→ Given exercise: Could you recast every line of the records below as a JSON list of strings, one string per line, leaving out blank lines and the pictures?

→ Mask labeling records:
=======

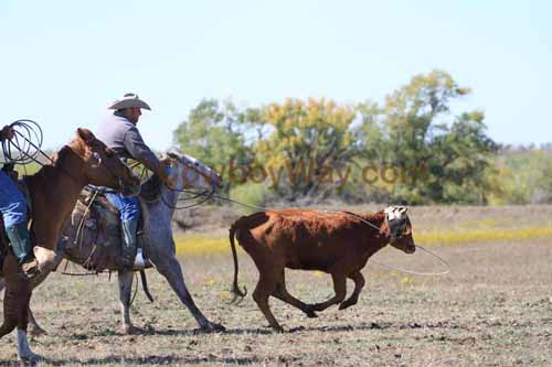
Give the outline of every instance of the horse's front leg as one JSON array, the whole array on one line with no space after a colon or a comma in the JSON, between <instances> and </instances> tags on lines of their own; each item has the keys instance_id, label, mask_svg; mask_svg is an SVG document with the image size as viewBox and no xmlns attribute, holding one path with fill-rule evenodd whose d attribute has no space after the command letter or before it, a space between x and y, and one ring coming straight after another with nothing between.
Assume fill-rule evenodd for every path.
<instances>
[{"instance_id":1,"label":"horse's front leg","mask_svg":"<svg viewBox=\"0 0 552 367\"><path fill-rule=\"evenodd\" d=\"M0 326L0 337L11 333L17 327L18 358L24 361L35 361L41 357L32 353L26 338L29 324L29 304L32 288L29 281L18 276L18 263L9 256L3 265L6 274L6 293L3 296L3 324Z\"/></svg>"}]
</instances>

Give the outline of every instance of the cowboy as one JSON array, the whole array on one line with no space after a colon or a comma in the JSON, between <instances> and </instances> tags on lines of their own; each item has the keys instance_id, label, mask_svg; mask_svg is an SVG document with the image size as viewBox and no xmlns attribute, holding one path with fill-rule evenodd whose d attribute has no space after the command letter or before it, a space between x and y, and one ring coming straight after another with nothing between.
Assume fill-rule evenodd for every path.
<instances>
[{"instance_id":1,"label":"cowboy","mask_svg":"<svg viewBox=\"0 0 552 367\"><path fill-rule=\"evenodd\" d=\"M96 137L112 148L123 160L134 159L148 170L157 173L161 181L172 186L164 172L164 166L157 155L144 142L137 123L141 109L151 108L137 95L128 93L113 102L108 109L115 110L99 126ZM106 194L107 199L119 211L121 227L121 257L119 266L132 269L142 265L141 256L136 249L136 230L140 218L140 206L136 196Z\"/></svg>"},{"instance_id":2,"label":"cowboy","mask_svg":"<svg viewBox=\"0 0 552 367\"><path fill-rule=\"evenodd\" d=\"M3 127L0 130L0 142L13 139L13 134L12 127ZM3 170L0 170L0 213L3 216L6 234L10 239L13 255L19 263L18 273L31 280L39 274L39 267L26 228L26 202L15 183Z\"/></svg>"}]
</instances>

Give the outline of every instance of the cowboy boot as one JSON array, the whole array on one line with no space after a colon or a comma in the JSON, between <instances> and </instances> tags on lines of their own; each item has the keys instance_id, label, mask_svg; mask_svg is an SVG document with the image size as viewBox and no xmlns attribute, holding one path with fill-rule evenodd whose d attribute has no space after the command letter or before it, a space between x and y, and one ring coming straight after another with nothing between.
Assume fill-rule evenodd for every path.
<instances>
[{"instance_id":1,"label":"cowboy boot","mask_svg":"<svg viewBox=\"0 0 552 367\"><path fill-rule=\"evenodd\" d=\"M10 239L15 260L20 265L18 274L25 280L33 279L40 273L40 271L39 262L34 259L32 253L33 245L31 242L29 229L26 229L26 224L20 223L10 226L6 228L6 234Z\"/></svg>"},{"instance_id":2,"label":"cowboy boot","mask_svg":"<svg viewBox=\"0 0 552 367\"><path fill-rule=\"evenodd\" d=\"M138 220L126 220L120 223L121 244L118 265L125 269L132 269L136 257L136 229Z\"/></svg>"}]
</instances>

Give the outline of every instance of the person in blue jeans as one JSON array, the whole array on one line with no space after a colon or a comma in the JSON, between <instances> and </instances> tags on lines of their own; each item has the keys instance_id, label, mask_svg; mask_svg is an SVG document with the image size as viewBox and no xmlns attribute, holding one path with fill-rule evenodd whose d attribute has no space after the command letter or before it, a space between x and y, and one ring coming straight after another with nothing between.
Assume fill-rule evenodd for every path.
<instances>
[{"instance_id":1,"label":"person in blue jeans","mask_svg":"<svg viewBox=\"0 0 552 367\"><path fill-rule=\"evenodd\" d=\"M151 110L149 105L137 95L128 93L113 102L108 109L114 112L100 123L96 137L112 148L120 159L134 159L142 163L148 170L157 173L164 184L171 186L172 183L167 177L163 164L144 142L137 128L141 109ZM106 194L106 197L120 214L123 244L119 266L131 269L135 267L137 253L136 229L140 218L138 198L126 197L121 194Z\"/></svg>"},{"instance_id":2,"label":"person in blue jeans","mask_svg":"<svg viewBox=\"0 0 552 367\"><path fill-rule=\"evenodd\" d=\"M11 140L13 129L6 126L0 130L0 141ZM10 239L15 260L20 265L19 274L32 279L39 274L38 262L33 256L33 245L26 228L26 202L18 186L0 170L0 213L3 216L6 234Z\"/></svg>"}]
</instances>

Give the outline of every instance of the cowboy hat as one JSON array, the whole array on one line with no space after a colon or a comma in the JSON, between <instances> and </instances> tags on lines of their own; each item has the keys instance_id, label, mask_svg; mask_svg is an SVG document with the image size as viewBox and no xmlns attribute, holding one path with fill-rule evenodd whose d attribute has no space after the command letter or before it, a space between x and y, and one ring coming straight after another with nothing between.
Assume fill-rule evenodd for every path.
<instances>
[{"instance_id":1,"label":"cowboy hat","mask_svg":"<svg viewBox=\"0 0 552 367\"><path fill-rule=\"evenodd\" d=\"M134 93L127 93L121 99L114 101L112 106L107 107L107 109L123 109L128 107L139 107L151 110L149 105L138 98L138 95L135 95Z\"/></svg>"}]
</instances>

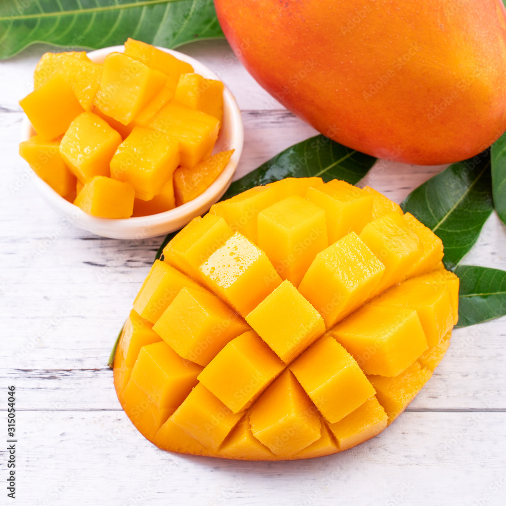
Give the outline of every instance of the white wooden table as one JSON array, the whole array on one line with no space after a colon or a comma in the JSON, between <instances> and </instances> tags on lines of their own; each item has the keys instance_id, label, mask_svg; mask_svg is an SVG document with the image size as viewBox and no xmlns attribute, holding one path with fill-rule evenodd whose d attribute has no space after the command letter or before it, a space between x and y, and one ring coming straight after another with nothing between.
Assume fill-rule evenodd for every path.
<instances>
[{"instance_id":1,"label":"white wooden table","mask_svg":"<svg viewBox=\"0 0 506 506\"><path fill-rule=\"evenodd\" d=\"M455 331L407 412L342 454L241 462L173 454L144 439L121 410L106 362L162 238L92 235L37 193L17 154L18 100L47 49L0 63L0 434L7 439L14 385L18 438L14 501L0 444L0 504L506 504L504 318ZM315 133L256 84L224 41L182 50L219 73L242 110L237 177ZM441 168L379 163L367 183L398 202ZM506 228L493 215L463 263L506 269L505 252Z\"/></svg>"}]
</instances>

=======

→ Response to this task:
[
  "Give the outline of every instance of the horse's front leg as one JSON array, the whole array on one line with no space after a colon or a comma in the JSON, between <instances> and </instances> tags on lines of their own; each item has the keys instance_id, label, mask_svg; mask_svg is an SVG document with the image size as viewBox and no xmlns attribute, holding one path with fill-rule evenodd whose d attribute has no space after the command letter or before it, a space between x and y, and one ring coming straight after another with nothing between.",
  "Assume fill-rule evenodd for every path.",
  "<instances>",
  "[{\"instance_id\":1,\"label\":\"horse's front leg\",\"mask_svg\":\"<svg viewBox=\\\"0 0 552 367\\\"><path fill-rule=\\\"evenodd\\\" d=\\\"M0 326L0 337L11 333L17 327L18 358L24 361L35 361L41 357L32 353L26 338L29 324L29 304L32 288L29 281L18 276L18 263L9 256L3 265L6 274L6 293L3 296L3 324Z\\\"/></svg>\"}]",
  "</instances>",
  "Give the outline of every instance of the cowboy as one JSON array, the whole array on one line with no space after a colon or a comma in the JSON, between <instances> and </instances> tags on lines of their own; each item has the keys instance_id, label, mask_svg; mask_svg is an SVG document with the image size as viewBox and no xmlns attribute, holding one path with fill-rule evenodd whose d attribute has no space after the command letter or before it, a space between x and y, and one ring coming straight after another with nothing between.",
  "Assume fill-rule evenodd for every path.",
  "<instances>",
  "[{\"instance_id\":1,\"label\":\"cowboy\",\"mask_svg\":\"<svg viewBox=\\\"0 0 552 367\\\"><path fill-rule=\\\"evenodd\\\" d=\\\"M96 137L112 148L123 160L134 159L148 170L157 173L161 181L172 186L164 172L164 166L157 155L144 142L137 123L141 109L151 108L137 95L128 93L113 102L108 109L115 110L99 126ZM106 194L107 199L119 211L121 227L121 257L119 266L132 269L142 265L141 256L136 249L136 230L140 218L140 206L136 196Z\\\"/></svg>\"},{\"instance_id\":2,\"label\":\"cowboy\",\"mask_svg\":\"<svg viewBox=\\\"0 0 552 367\\\"><path fill-rule=\\\"evenodd\\\" d=\\\"M3 127L0 130L0 142L13 139L13 134L12 127ZM3 170L0 170L0 213L3 216L6 234L10 239L13 255L19 263L18 273L31 280L39 274L39 267L26 228L26 202L15 183Z\\\"/></svg>\"}]",
  "</instances>",
  "Give the outline of every instance of the cowboy boot as one JSON array, the whole array on one line with no space after a colon or a comma in the JSON, between <instances> and </instances> tags on lines of their own; each item has the keys instance_id, label, mask_svg; mask_svg is an SVG document with the image size as viewBox and no xmlns attribute, holding one path with fill-rule evenodd whose d attribute has no space after the command letter or before it, a space between x and y, and one ring coming straight after another with nothing between.",
  "Assume fill-rule evenodd for every path.",
  "<instances>",
  "[{\"instance_id\":1,\"label\":\"cowboy boot\",\"mask_svg\":\"<svg viewBox=\\\"0 0 552 367\\\"><path fill-rule=\\\"evenodd\\\" d=\\\"M10 239L15 260L20 265L18 274L25 280L33 279L40 273L40 271L39 262L34 259L32 253L33 245L31 242L29 229L26 229L26 224L20 223L10 226L6 228L6 234Z\\\"/></svg>\"},{\"instance_id\":2,\"label\":\"cowboy boot\",\"mask_svg\":\"<svg viewBox=\\\"0 0 552 367\\\"><path fill-rule=\\\"evenodd\\\" d=\\\"M138 220L126 220L120 223L121 244L118 265L125 269L132 269L136 257L136 229Z\\\"/></svg>\"}]",
  "</instances>",
  "Give the outline of every instance of the person in blue jeans as one JSON array, the whole array on one line with no space after a colon or a comma in the JSON, between <instances> and </instances> tags on lines of their own; each item has the keys instance_id, label, mask_svg; mask_svg is an SVG document with the image size as viewBox and no xmlns attribute, holding one path with fill-rule evenodd whose d attribute has no space after the command letter or before it, a space between x and y, and one ring coming straight after another with nothing between.",
  "Assume fill-rule evenodd for every path.",
  "<instances>",
  "[{\"instance_id\":1,\"label\":\"person in blue jeans\",\"mask_svg\":\"<svg viewBox=\\\"0 0 552 367\\\"><path fill-rule=\\\"evenodd\\\" d=\\\"M151 110L149 105L137 95L128 93L113 102L108 109L114 112L100 123L96 137L112 148L120 159L134 159L142 163L148 170L157 173L164 184L171 186L172 183L167 177L163 164L144 142L137 128L141 109ZM106 194L106 197L120 214L123 244L119 266L131 269L135 267L137 253L136 229L140 218L138 198L126 197L121 194Z\\\"/></svg>\"},{\"instance_id\":2,\"label\":\"person in blue jeans\",\"mask_svg\":\"<svg viewBox=\\\"0 0 552 367\\\"><path fill-rule=\\\"evenodd\\\" d=\\\"M11 140L13 129L6 126L0 130L0 141ZM10 239L15 260L20 265L19 274L32 279L39 274L38 262L33 256L33 245L26 228L26 202L18 186L0 170L0 213L3 216L6 234Z\\\"/></svg>\"}]",
  "</instances>",
  "Give the outline of every instance of the cowboy hat as one JSON array, the whole array on one line with no space after a colon or a comma in the JSON, between <instances> and </instances> tags on lines of their own; each item has the keys instance_id, label, mask_svg; mask_svg is an SVG document with the image size as viewBox and no xmlns attribute, holding one path with fill-rule evenodd whose d attribute has no space after the command letter or before it, a space between x and y, and one ring coming straight after another with nothing between.",
  "Assume fill-rule evenodd for every path.",
  "<instances>",
  "[{\"instance_id\":1,\"label\":\"cowboy hat\",\"mask_svg\":\"<svg viewBox=\\\"0 0 552 367\\\"><path fill-rule=\\\"evenodd\\\" d=\\\"M134 93L127 93L121 99L114 101L112 106L107 107L107 109L123 109L128 107L139 107L151 110L149 105L138 98L138 95L135 95Z\\\"/></svg>\"}]",
  "</instances>",
  "Give the outline of every instance of the white wooden table as one JSON array, the whole array on one line with no space after a colon or a comma in the JSON, between <instances> and </instances> tags on lines of their own; each item has the keys instance_id, label, mask_svg; mask_svg is an SVG document with the image size as viewBox and no xmlns attribute, holding one path with fill-rule evenodd whose d attribute has no space after the command letter or before it, a space between x and y, and one ring coming straight after another with nothing between.",
  "Assume fill-rule evenodd for every path.",
  "<instances>",
  "[{\"instance_id\":1,\"label\":\"white wooden table\",\"mask_svg\":\"<svg viewBox=\\\"0 0 506 506\\\"><path fill-rule=\\\"evenodd\\\" d=\\\"M455 331L407 412L342 454L241 462L173 454L144 439L121 410L106 362L162 238L92 235L37 193L17 154L18 100L47 49L0 63L0 434L7 439L14 385L18 438L14 501L0 444L0 504L506 504L504 318ZM315 133L256 84L224 41L182 50L219 73L242 110L237 177ZM441 168L379 163L367 183L398 202ZM506 228L493 215L463 263L506 269L505 252Z\\\"/></svg>\"}]",
  "</instances>"
]